Written request: Return exactly the lines that run from the one containing "stone tower in this photo." to the end of the entries, with both ends included.

Data supplied:

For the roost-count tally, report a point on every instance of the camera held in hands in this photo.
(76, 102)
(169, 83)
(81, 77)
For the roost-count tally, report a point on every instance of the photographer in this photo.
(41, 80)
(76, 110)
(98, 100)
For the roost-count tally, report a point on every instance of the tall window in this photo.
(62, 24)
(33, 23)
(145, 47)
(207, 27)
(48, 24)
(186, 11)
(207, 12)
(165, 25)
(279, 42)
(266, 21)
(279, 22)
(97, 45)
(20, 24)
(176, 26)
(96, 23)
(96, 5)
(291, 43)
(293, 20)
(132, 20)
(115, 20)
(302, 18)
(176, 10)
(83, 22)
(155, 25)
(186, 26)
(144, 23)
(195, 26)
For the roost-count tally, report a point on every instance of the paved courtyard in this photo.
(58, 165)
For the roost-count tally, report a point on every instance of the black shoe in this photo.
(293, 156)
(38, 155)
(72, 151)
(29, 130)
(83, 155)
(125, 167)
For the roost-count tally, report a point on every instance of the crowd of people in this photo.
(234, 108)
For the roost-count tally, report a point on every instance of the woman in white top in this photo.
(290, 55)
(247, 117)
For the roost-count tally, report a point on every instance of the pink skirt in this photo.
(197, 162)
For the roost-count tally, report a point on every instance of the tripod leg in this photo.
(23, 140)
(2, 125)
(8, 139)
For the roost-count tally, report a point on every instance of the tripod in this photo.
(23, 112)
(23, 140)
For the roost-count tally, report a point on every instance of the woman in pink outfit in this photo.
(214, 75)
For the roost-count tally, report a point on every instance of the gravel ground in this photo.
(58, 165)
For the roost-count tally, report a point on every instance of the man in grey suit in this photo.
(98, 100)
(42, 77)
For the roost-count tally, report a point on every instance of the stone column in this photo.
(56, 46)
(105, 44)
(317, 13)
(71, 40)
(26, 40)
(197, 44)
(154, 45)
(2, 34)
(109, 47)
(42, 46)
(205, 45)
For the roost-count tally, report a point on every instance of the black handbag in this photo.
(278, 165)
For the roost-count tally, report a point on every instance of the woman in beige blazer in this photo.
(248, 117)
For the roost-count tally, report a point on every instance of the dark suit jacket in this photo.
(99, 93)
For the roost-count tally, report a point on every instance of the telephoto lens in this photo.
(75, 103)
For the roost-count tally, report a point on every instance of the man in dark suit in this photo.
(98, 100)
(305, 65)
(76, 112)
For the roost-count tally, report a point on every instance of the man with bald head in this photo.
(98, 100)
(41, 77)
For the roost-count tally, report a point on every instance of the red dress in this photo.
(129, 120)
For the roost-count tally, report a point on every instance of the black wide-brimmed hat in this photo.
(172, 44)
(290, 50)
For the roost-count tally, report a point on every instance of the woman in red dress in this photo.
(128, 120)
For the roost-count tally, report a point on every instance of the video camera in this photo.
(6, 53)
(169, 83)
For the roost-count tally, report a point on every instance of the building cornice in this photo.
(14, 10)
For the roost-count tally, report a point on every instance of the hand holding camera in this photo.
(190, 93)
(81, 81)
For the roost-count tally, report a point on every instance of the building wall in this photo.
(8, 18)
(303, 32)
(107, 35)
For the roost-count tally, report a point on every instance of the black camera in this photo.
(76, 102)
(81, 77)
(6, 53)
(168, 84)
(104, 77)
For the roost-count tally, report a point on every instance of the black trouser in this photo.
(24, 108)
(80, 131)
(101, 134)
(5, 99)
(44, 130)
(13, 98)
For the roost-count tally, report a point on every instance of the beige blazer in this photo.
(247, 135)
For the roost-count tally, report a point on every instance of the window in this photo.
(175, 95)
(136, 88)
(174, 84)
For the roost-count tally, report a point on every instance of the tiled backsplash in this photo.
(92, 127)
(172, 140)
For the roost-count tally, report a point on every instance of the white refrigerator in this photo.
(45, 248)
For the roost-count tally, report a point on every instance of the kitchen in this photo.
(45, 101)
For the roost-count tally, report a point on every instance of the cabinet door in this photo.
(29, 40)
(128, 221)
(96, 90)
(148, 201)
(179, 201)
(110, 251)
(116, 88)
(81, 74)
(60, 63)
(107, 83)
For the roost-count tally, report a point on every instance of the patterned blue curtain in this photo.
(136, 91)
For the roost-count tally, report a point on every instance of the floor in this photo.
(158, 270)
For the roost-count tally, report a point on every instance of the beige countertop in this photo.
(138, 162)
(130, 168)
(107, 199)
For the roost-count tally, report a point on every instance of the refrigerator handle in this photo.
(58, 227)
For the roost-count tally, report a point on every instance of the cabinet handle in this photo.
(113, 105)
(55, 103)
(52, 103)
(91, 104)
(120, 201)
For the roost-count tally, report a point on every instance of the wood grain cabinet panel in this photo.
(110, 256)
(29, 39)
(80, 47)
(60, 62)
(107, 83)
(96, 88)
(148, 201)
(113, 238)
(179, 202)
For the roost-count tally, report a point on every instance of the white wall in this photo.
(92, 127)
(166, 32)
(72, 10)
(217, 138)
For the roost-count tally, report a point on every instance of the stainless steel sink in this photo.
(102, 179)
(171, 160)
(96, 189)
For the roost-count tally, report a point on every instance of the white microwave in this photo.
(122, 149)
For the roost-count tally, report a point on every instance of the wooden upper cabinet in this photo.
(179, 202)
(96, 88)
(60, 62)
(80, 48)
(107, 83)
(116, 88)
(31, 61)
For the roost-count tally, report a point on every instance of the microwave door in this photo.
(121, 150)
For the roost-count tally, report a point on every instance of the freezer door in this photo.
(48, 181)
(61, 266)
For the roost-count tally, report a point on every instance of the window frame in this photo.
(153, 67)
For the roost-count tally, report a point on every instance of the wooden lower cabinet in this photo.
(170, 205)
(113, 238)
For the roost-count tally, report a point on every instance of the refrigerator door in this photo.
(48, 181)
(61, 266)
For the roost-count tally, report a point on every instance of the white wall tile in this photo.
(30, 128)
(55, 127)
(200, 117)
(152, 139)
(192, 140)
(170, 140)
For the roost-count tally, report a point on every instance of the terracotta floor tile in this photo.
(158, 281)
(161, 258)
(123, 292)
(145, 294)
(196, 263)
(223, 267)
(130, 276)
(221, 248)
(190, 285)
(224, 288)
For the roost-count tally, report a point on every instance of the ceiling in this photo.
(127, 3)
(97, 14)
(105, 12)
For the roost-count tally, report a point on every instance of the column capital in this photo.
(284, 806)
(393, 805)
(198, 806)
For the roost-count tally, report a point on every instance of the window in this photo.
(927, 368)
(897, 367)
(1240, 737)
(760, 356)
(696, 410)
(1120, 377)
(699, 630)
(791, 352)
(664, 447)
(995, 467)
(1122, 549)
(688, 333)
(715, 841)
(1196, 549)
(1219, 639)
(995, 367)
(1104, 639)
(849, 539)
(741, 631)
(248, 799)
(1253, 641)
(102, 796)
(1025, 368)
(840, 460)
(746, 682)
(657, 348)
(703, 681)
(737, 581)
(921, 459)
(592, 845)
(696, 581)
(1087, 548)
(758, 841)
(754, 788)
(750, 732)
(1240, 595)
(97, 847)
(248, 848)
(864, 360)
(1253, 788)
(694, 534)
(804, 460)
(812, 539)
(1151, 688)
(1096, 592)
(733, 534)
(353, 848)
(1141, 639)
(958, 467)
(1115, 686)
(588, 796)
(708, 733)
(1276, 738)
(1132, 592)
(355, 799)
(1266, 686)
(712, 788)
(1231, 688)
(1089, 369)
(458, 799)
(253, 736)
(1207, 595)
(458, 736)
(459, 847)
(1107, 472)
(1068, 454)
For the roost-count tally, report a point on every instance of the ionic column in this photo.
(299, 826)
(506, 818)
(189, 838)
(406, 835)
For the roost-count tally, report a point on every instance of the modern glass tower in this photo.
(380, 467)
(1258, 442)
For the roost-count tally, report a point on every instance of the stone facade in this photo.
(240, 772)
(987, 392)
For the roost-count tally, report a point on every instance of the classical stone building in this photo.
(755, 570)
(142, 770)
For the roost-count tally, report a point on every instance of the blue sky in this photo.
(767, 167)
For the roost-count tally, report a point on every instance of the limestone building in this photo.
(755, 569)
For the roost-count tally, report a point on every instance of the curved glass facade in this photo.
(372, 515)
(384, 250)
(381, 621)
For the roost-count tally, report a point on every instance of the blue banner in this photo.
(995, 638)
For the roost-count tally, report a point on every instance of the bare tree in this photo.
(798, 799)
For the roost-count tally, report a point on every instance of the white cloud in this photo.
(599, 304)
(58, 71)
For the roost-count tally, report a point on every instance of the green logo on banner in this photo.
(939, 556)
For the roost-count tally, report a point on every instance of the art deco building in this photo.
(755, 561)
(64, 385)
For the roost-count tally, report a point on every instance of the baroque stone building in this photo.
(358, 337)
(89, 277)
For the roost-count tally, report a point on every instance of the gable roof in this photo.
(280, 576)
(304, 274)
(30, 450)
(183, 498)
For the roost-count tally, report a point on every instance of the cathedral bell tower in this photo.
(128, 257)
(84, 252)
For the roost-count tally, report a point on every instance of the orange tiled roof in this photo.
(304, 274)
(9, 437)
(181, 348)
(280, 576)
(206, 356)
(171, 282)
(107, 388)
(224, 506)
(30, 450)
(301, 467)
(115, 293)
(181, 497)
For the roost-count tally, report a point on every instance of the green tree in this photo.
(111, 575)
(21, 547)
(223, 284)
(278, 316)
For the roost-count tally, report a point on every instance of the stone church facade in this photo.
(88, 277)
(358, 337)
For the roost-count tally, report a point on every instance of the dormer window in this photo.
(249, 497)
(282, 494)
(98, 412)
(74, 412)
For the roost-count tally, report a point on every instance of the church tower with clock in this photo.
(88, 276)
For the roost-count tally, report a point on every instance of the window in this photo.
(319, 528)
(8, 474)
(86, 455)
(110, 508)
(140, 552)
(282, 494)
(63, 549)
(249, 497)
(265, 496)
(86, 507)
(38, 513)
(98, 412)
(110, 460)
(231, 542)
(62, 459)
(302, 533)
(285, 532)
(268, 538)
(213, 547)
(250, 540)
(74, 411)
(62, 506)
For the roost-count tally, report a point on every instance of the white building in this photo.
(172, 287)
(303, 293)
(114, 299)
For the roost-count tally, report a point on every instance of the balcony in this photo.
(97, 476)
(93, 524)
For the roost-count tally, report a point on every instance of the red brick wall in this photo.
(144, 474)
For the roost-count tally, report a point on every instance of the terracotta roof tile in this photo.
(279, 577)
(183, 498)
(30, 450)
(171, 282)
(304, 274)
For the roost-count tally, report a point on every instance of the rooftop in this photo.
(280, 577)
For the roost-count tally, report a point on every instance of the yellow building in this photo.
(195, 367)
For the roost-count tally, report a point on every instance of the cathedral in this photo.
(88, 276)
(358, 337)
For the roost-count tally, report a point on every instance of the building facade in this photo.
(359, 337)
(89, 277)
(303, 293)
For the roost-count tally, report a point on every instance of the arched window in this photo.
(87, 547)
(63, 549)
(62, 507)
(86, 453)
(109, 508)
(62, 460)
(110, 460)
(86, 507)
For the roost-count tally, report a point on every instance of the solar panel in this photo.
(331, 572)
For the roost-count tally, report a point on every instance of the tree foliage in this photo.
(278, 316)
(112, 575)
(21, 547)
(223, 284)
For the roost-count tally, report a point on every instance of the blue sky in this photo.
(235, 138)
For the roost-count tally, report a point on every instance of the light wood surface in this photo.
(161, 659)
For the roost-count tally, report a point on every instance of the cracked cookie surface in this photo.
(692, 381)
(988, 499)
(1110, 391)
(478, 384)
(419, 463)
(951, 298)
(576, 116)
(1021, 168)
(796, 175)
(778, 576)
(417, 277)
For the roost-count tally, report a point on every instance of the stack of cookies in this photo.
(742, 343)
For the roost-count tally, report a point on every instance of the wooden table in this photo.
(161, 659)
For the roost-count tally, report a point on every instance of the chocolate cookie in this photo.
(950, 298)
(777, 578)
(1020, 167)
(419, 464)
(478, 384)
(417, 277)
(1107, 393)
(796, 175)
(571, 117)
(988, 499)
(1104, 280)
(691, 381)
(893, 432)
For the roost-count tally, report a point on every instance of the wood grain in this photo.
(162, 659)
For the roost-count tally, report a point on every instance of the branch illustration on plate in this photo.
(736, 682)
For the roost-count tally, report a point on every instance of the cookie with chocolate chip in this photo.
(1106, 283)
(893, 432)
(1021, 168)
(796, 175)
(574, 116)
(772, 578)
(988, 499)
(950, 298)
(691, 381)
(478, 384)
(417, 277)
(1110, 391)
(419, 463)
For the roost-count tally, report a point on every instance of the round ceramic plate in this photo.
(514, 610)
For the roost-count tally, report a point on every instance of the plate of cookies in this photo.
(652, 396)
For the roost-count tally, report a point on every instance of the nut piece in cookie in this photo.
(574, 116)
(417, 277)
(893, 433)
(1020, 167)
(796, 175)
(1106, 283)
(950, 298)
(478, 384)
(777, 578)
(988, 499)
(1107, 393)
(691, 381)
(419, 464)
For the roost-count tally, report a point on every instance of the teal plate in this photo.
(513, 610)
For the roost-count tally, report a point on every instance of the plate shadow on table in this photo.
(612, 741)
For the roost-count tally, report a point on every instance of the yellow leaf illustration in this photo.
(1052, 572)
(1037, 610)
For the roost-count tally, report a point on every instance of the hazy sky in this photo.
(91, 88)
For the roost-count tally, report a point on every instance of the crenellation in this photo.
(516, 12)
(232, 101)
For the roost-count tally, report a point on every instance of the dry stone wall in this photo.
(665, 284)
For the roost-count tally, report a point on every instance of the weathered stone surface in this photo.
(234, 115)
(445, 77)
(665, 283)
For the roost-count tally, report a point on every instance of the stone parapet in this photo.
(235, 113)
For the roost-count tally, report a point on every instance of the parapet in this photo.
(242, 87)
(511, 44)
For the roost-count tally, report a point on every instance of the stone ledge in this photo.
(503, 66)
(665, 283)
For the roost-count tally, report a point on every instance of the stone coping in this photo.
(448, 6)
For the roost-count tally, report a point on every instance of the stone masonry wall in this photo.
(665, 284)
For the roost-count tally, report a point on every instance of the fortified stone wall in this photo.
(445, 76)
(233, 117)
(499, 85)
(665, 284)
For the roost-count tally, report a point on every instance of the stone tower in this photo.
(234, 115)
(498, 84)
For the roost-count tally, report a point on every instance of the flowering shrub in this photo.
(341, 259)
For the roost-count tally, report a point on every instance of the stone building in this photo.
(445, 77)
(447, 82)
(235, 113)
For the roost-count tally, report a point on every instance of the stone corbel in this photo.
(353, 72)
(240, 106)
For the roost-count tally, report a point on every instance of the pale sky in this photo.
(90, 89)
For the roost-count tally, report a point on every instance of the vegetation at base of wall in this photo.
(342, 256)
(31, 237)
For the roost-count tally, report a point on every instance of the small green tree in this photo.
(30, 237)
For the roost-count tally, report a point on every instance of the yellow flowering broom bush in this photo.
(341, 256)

Final answer:
For the roost-count tally, report a point on every instance of the stone tower in this photo.
(234, 115)
(498, 84)
For the roost-count tally, report a point on every instance of the flowering shrub in this photo.
(341, 259)
For the roost-count tally, report a point on every instance of the stone building in this photo.
(445, 77)
(447, 82)
(235, 113)
For the roost-count tally, report a point on every instance of the stone corbel in this photo.
(353, 72)
(240, 106)
For the roost-count tally, report a point on every instance of the pale sky in this photo.
(90, 89)
For the roost-count tally, report a point on every instance of the vegetation at base of wall in this photo.
(342, 256)
(31, 237)
For the roost-count tally, report a point on every instance of the small green tree in this photo.
(30, 237)
For the roost-count tally, report a point on every instance of the yellow flowering broom bush in this photo.
(341, 256)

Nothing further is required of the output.